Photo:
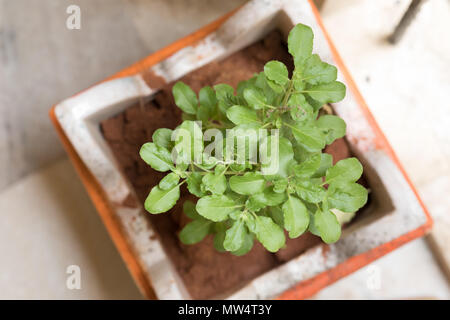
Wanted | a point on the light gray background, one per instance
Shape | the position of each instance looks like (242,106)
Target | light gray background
(42,62)
(46,219)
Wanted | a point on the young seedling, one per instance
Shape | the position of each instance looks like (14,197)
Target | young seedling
(241,201)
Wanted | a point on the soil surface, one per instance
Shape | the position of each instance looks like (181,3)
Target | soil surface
(205,272)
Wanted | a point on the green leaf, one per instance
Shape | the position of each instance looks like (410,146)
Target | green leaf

════════════════

TASK PROMPT: Reproduce every line of the records except the pictures, and shift each answer point by adding 21 to both of its coordinates. Leave the sample positions in the lines beginning "Shape" unchanged.

SOLUTION FOR THIS EXERCISE:
Photo:
Wanted | a point on the light gray background, one per instance
Shape | the position of each instance looks like (242,106)
Target | light gray background
(63,83)
(67,240)
Wanted | a point on the young seedling, one per instance
Shape | the position of each instance looks like (14,197)
Target | young seedling
(262,222)
Wanted | a point on the soil surface, one per instance
Shape | the position of each instance looks like (181,3)
Target | soil surface
(226,293)
Wanted | a point on the green leaf, one per instance
Shape | the position of each instance looks like (410,146)
Target | green leaf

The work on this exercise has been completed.